## [Your instructions]
Reproduce the data from its beginning through the line that contains "517 10 862 214", including that line. Leave out the pictures.

## [Available records]
····················

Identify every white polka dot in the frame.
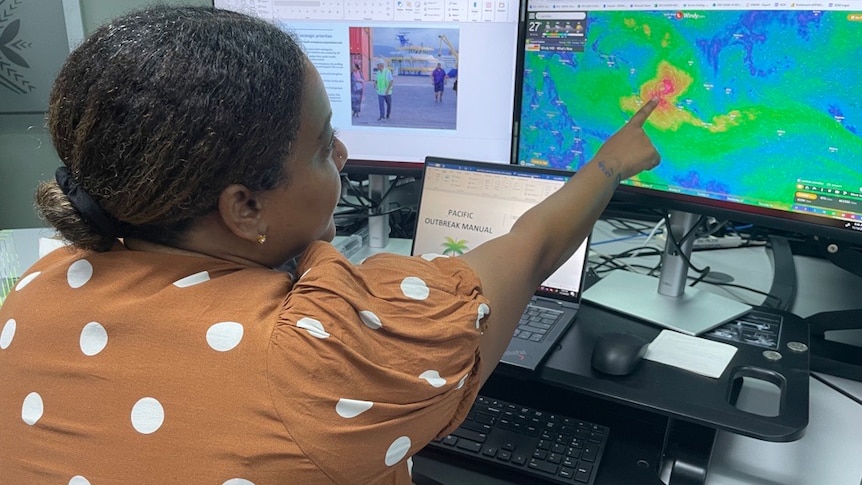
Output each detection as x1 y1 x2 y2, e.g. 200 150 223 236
15 271 42 291
21 392 45 426
0 318 18 349
207 322 244 352
359 310 383 330
221 478 254 485
80 322 108 357
296 317 329 338
335 398 374 419
476 303 491 328
384 436 411 466
132 397 165 434
455 374 470 390
401 276 430 300
419 370 446 387
66 259 93 288
174 271 210 288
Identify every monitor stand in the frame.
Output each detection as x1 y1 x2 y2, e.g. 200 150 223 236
584 211 751 335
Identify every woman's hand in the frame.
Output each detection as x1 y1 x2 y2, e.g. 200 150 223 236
593 98 661 180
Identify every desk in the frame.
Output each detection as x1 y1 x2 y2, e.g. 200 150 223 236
417 221 862 485
6 227 862 485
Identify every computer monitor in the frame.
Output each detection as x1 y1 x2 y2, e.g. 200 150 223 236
516 0 862 330
213 0 520 176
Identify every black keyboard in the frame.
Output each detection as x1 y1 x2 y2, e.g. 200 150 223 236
513 305 563 342
428 396 610 485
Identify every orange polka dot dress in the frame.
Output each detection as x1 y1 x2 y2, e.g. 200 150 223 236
0 242 490 485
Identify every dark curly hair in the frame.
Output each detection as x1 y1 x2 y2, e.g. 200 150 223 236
36 7 306 251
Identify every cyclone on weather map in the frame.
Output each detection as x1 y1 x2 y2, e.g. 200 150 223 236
517 10 862 214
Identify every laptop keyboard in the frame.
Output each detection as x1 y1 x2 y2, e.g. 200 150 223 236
513 305 563 342
428 396 610 485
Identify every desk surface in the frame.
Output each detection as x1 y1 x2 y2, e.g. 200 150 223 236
6 227 862 485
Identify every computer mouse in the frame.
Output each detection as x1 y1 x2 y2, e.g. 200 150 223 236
592 332 649 376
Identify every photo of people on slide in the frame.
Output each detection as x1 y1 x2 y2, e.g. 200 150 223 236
345 27 459 130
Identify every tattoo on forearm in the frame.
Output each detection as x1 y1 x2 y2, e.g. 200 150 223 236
599 160 614 177
598 160 621 183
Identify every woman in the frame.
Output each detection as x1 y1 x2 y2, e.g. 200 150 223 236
350 64 365 118
0 7 658 485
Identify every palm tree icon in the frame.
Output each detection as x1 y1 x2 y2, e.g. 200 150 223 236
441 236 470 256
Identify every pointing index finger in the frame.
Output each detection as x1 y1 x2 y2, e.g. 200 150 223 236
629 98 659 126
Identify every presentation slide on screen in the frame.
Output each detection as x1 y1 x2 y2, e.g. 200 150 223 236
216 0 519 163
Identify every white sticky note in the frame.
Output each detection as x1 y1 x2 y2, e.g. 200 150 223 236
644 330 737 379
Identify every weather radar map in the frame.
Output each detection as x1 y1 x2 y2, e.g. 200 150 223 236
518 10 862 220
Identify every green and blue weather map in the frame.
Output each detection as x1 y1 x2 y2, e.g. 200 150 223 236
518 11 862 214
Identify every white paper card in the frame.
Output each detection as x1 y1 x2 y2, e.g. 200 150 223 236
644 330 737 379
39 237 69 258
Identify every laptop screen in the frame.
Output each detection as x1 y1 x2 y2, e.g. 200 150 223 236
412 157 588 301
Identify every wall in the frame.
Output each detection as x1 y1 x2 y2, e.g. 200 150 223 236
0 0 212 229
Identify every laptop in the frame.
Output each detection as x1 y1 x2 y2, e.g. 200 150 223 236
411 157 589 371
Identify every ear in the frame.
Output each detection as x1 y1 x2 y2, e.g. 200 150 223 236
218 184 266 242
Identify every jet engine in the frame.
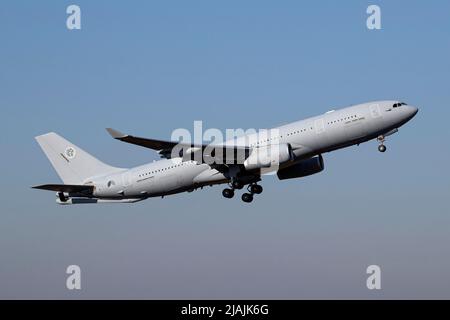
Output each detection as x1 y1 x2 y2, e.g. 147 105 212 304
244 144 294 170
277 155 325 180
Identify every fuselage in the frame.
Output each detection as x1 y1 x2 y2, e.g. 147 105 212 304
88 101 418 200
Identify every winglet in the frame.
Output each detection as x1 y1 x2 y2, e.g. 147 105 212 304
106 128 128 139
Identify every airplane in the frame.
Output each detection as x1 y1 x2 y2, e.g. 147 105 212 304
32 100 418 204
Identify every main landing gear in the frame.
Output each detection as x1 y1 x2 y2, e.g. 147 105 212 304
222 181 263 203
377 135 386 152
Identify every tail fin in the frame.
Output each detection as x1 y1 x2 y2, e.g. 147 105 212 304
36 132 121 184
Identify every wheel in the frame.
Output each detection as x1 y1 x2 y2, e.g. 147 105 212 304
231 180 244 190
242 193 253 203
250 184 263 194
222 189 234 199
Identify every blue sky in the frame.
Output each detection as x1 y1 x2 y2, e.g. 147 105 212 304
0 1 450 298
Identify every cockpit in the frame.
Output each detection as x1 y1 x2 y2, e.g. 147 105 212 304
392 102 407 108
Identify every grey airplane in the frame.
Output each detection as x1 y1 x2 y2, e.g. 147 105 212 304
33 101 418 204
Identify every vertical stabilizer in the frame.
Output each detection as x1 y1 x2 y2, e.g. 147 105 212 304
36 132 122 184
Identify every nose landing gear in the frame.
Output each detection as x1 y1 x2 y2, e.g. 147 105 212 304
377 135 386 152
222 188 234 199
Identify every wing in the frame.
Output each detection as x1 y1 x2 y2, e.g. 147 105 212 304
106 128 250 163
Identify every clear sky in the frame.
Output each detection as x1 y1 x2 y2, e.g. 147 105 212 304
0 0 450 299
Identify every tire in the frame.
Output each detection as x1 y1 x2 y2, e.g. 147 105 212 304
232 180 244 190
242 193 253 203
222 189 234 199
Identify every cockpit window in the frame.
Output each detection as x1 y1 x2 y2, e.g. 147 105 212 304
392 102 406 108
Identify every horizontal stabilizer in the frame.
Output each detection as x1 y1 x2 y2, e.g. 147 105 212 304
32 184 94 193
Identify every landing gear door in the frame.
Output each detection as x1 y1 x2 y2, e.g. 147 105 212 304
122 172 131 189
314 119 325 134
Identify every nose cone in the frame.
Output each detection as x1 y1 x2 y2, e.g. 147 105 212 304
403 106 419 121
408 106 419 118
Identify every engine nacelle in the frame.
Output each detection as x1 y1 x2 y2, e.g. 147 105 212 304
277 155 325 180
244 144 294 170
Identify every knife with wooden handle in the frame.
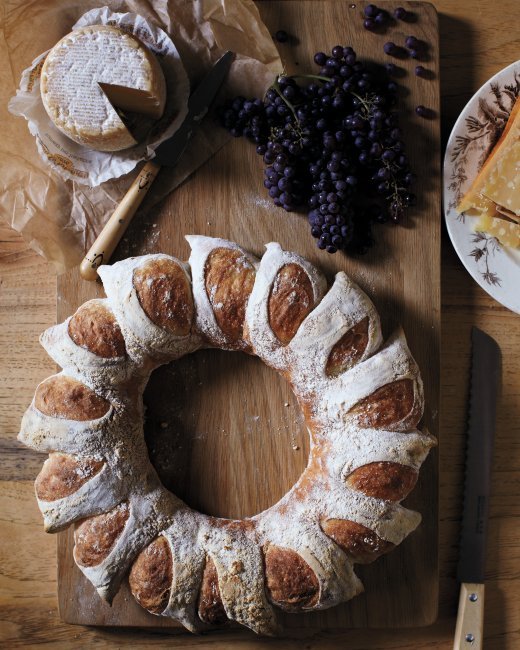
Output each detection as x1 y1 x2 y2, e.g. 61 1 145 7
453 327 501 650
79 52 235 280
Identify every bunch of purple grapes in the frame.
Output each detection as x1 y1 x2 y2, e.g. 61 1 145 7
220 45 415 253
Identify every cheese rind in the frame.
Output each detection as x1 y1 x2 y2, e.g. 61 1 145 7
457 97 520 213
41 25 166 151
481 135 520 216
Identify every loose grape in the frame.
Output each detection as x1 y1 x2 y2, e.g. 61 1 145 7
415 104 430 117
404 36 421 50
374 11 388 26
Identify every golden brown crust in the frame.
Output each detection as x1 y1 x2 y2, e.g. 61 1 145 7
69 300 126 359
74 503 130 566
128 536 173 614
349 379 421 429
267 263 314 345
204 248 256 342
34 452 104 501
325 316 368 377
197 557 228 625
34 375 110 422
133 258 194 336
321 519 395 564
264 545 319 611
346 461 418 501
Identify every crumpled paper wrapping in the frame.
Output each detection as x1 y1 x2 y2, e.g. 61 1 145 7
0 0 282 273
9 7 190 187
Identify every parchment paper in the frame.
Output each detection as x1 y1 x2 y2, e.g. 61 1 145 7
9 7 190 187
0 0 281 273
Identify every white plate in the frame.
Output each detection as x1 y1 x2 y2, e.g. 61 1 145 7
444 61 520 313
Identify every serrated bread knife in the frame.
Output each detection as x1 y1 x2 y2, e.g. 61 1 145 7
79 52 235 280
453 327 501 650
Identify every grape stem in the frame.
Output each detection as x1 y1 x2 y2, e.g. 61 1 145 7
268 74 330 125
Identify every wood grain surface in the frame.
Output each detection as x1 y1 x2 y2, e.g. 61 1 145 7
54 0 440 632
0 0 520 650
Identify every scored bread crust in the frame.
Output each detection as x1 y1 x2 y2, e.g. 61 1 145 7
19 236 436 635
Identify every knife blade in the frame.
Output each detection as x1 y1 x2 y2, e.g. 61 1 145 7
453 327 501 650
154 52 235 167
79 52 235 280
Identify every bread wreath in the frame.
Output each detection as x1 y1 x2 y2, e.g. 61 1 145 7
19 236 435 634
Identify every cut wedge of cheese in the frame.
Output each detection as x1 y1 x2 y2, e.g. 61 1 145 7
481 138 520 216
457 97 520 214
475 215 520 248
41 25 166 151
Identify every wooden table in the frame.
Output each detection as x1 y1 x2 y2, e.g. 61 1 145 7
0 0 520 650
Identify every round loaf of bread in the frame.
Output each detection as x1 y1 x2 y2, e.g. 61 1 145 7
19 236 436 635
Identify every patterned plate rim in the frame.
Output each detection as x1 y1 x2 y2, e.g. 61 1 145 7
443 60 520 313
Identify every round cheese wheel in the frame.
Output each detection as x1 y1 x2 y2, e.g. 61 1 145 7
41 25 166 151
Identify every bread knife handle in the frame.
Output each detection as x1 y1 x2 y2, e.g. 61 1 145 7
79 161 161 281
453 582 484 650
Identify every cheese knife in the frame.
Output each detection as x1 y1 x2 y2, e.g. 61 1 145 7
79 52 235 280
453 327 501 650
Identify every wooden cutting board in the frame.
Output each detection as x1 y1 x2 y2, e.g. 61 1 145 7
57 0 441 634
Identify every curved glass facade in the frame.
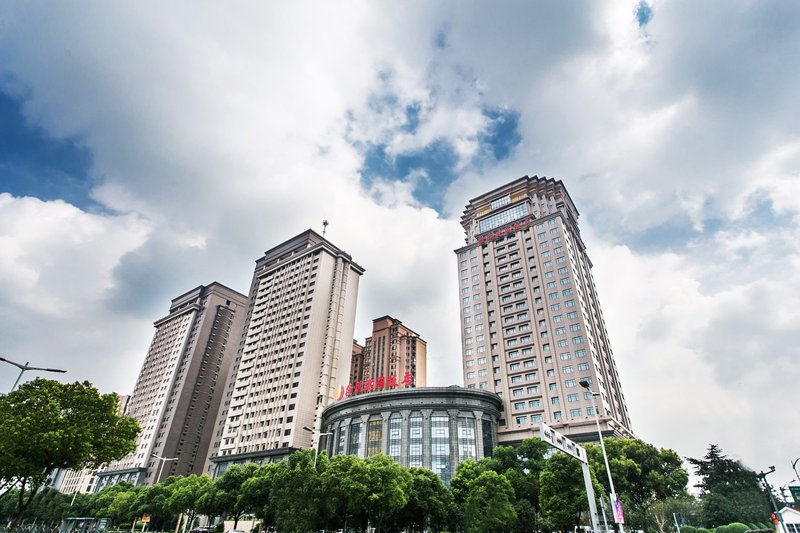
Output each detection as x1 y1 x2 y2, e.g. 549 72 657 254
320 387 501 483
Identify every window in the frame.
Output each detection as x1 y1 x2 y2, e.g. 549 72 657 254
491 194 511 211
478 203 528 233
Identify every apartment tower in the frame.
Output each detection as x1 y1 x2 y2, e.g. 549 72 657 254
206 230 364 476
350 315 428 387
456 176 632 443
97 282 247 490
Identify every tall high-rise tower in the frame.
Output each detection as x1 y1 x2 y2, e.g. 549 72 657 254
97 283 247 490
350 315 428 387
456 176 632 443
207 230 364 475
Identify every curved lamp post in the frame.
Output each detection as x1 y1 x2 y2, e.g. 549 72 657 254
578 379 625 533
0 357 66 392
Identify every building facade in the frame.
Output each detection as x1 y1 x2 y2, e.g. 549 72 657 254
97 282 247 490
456 176 632 443
350 316 428 387
206 230 364 475
320 386 502 483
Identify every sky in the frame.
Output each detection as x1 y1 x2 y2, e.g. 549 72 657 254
0 0 800 485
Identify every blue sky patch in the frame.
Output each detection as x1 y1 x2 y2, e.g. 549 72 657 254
478 109 522 161
634 0 653 28
0 91 96 208
358 100 522 212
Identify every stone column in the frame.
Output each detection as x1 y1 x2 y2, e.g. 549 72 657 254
358 415 369 457
400 409 411 466
472 411 484 459
381 412 392 455
447 409 459 478
422 409 433 470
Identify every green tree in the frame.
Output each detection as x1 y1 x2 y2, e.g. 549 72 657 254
539 453 589 531
200 463 259 529
166 474 211 530
320 454 370 529
270 450 321 533
92 482 141 525
134 476 178 531
0 378 139 532
586 438 689 530
687 444 771 527
463 470 516 533
482 438 549 531
396 468 453 531
240 463 278 528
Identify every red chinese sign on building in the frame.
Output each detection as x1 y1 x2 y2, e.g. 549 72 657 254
477 218 533 244
336 372 414 400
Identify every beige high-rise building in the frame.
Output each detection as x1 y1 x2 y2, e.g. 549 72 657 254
96 283 247 490
350 315 428 387
456 176 632 443
206 230 364 475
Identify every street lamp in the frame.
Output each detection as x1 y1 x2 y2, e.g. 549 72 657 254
152 454 178 483
578 379 625 533
0 357 66 392
756 466 786 532
303 426 333 470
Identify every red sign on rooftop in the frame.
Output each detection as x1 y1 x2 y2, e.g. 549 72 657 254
336 372 414 400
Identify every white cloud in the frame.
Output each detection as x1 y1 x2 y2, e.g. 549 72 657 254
0 2 800 486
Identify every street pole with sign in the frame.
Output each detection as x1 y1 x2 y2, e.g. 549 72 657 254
539 422 600 531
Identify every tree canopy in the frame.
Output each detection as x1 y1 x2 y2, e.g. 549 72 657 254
687 444 771 527
0 378 139 531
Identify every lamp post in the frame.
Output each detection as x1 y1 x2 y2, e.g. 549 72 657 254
0 357 66 392
756 466 786 533
578 379 625 533
152 454 178 483
303 426 333 470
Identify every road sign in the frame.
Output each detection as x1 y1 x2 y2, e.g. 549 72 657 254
539 422 587 463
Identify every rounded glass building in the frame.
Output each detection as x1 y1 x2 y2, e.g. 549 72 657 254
320 385 502 484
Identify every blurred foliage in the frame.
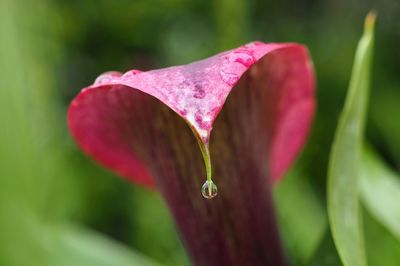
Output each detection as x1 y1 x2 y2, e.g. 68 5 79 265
0 0 400 266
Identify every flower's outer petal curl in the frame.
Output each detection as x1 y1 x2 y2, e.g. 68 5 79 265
68 42 315 185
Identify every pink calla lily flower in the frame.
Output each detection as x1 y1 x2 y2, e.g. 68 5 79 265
68 42 315 266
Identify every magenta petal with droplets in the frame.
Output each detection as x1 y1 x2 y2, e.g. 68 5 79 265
68 42 315 185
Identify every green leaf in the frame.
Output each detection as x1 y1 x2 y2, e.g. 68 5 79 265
361 148 400 240
363 208 400 266
274 171 328 265
328 10 375 266
49 225 159 266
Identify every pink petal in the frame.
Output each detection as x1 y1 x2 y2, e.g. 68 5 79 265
68 42 315 185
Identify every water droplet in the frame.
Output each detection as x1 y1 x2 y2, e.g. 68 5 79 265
201 181 218 199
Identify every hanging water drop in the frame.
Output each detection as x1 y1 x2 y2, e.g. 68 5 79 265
201 180 218 199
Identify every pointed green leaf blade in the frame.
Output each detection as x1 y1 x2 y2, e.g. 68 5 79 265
328 10 375 266
361 149 400 240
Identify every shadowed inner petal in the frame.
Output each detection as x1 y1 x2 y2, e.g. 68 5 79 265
70 47 314 266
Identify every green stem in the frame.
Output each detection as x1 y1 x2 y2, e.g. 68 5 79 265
196 137 212 185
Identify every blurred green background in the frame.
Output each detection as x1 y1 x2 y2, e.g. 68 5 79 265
0 0 400 266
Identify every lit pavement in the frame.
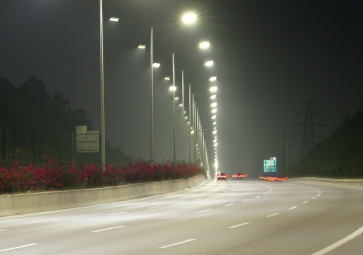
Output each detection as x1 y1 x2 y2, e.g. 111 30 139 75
0 179 363 255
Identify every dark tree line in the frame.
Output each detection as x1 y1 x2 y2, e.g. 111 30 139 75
289 100 363 178
0 76 129 167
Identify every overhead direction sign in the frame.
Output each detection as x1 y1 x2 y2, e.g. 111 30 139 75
263 158 276 173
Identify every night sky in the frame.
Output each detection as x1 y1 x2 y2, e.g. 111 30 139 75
0 0 363 173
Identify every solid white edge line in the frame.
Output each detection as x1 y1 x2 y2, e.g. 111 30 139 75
198 209 212 212
312 227 363 255
0 243 38 252
159 239 195 249
266 213 279 218
92 226 125 233
158 215 178 220
229 222 250 228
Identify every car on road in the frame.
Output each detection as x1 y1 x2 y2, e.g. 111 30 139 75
232 173 248 180
217 173 228 180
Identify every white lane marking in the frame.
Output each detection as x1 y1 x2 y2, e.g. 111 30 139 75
159 239 195 249
0 243 38 252
198 209 212 212
266 213 279 218
229 222 250 228
52 219 78 223
147 205 160 209
92 226 125 233
109 212 127 215
158 215 178 220
312 227 363 255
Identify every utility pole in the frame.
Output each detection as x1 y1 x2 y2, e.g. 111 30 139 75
294 102 324 160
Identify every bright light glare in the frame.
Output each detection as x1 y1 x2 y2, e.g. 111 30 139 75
199 42 210 49
110 17 118 22
182 12 197 24
209 86 217 92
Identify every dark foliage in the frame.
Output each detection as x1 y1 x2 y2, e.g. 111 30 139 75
289 100 363 178
0 77 128 167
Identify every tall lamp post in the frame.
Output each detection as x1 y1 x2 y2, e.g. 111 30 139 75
100 0 106 171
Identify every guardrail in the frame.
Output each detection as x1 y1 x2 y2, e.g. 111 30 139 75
0 175 206 217
289 177 363 187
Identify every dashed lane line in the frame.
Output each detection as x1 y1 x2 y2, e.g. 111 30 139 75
0 243 38 252
198 209 212 212
266 213 279 218
158 215 178 220
108 212 127 216
92 226 125 233
147 205 161 209
313 227 363 255
159 239 195 249
229 222 250 228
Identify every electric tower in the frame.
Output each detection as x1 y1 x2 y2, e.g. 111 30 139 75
294 102 324 160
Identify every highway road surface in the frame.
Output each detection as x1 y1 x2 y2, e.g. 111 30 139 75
0 179 363 255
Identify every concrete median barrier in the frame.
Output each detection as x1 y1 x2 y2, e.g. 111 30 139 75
0 175 206 217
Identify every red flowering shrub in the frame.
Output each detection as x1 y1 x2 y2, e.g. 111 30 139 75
0 156 204 193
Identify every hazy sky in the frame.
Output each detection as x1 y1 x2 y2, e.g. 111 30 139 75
0 0 363 173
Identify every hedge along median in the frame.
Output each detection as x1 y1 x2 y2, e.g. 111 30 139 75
0 175 206 217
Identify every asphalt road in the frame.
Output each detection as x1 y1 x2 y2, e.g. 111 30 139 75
0 179 363 255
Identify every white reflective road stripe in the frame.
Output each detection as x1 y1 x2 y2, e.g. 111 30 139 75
313 227 363 255
0 243 38 252
159 239 195 249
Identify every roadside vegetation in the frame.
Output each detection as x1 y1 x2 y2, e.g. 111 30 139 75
0 77 204 194
288 100 363 178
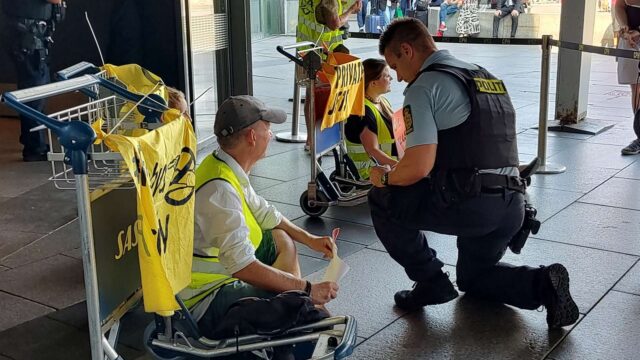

····················

## [Solution for this exercise]
Identify every white polka dot in the frame.
Output each detection as x1 y1 x2 y2, e.g. 200 150 223 236
15 271 42 291
21 392 45 426
0 318 18 349
207 322 244 352
359 310 383 330
221 478 254 485
80 322 108 357
296 317 329 338
335 398 374 419
476 303 491 328
384 436 411 466
132 397 165 434
455 374 470 390
401 276 430 300
419 370 446 387
66 259 93 288
174 271 210 288
Identify every monitor stand in the frame.
Output each detection as x1 y1 x2 y2, e.g. 200 150 223 236
584 211 751 335
Identify every woman's hand in the frame.
Output each detection as x1 y1 x2 y2, e.g. 200 150 223 236
593 98 661 180
Identify every desk in the frame.
Output each detection as x1 y1 x2 y2, e.g. 200 150 223 236
417 221 862 485
6 227 862 485
Identify every computer monitor in the frame.
Output each detection as x1 y1 x2 y2, e.g. 200 150 223 236
516 0 862 330
213 0 520 176
Identify every black keyboard in the frame.
Output each detection as x1 y1 x2 y2, e.g. 200 150 223 236
513 305 563 342
428 396 610 485
Identify every orange polka dot dress in the frame.
Output each detection as x1 y1 x2 y2, e.g. 200 150 223 236
0 242 490 485
Identify every dark curly hair in the frame.
Output each detection as x1 y1 x2 y2, e.g. 200 150 223 236
36 7 306 251
Identify every cyclone on weather map in the frame.
Output each detection as x1 y1 x2 y2, e.g. 200 150 223 236
517 10 862 214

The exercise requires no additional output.